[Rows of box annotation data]

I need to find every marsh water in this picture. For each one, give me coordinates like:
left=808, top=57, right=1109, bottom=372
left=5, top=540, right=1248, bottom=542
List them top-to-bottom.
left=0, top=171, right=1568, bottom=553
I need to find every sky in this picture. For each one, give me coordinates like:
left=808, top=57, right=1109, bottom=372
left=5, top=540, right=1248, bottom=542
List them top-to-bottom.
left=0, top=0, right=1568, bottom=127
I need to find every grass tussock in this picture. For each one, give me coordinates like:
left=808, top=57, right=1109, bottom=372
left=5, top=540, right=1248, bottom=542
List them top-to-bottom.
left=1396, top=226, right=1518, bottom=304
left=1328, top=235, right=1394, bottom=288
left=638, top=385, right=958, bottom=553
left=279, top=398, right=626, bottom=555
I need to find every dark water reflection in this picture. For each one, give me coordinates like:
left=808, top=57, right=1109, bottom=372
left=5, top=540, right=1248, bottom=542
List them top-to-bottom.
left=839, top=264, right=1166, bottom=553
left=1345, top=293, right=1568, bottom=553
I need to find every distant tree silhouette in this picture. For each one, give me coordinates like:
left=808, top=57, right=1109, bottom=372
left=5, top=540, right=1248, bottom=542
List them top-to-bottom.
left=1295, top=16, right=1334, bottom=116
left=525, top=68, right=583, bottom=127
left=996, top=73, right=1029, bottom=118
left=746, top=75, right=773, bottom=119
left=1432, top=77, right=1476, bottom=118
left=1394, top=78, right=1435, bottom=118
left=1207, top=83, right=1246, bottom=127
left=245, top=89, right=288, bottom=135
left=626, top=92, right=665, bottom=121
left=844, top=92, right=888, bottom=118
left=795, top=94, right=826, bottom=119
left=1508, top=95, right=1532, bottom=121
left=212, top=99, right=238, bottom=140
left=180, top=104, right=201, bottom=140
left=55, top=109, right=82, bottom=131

> WHAT THE TASK ASKS: Can you render every line of these entries as a Markdown table with the columns Row and Line, numbering each row and leaving out blank lines?

> SOLUTION TO THIS TASK:
| Row | Line |
|---|---|
| 1 | I need to find every marsh water in this picture. For each one, give me coordinates like: |
| 2 | left=808, top=57, right=1109, bottom=372 |
| 3 | left=5, top=540, right=1248, bottom=542 |
| 4 | List them top-to-bottom. |
| 5 | left=0, top=171, right=1568, bottom=553 |
| 6 | I need to find every sky in this picture. For each one, give me coordinates like: |
| 7 | left=808, top=57, right=1109, bottom=372 |
| 8 | left=5, top=540, right=1248, bottom=542 |
| 9 | List them top-to-bottom. |
| 10 | left=0, top=0, right=1568, bottom=127 |
| 11 | I need to find every grass tussock in this picture. For each one, give me coordinates like: |
| 12 | left=808, top=57, right=1109, bottom=372 |
| 13 | left=5, top=540, right=1248, bottom=542 |
| 14 | List them top-to-bottom. |
| 15 | left=1396, top=226, right=1518, bottom=304 |
| 16 | left=1328, top=235, right=1394, bottom=288 |
| 17 | left=638, top=385, right=958, bottom=553 |
| 18 | left=279, top=398, right=626, bottom=555 |
| 19 | I need to find every dark water reflection in this picture. For each one, give me coordinates like: |
| 20 | left=808, top=57, right=1109, bottom=372 |
| 21 | left=5, top=540, right=1248, bottom=542 |
| 22 | List them top-to-bottom. |
| 23 | left=839, top=264, right=1166, bottom=553 |
| 24 | left=1345, top=293, right=1568, bottom=553 |
| 25 | I need to find every distant tree silhouette in this picture. For each one, give me coordinates like: |
| 26 | left=808, top=57, right=1109, bottom=372 |
| 27 | left=5, top=540, right=1248, bottom=542 |
| 28 | List them top-to-bottom. |
| 29 | left=1295, top=16, right=1334, bottom=116 |
| 30 | left=525, top=68, right=583, bottom=127 |
| 31 | left=996, top=73, right=1029, bottom=118 |
| 32 | left=746, top=75, right=773, bottom=119 |
| 33 | left=1432, top=77, right=1476, bottom=118 |
| 34 | left=1394, top=78, right=1435, bottom=118 |
| 35 | left=1207, top=83, right=1246, bottom=127 |
| 36 | left=245, top=89, right=288, bottom=135 |
| 37 | left=626, top=92, right=665, bottom=121 |
| 38 | left=844, top=92, right=888, bottom=118 |
| 39 | left=795, top=94, right=826, bottom=119 |
| 40 | left=1508, top=95, right=1532, bottom=121 |
| 41 | left=212, top=99, right=238, bottom=140 |
| 42 | left=180, top=104, right=201, bottom=140 |
| 43 | left=55, top=109, right=82, bottom=131 |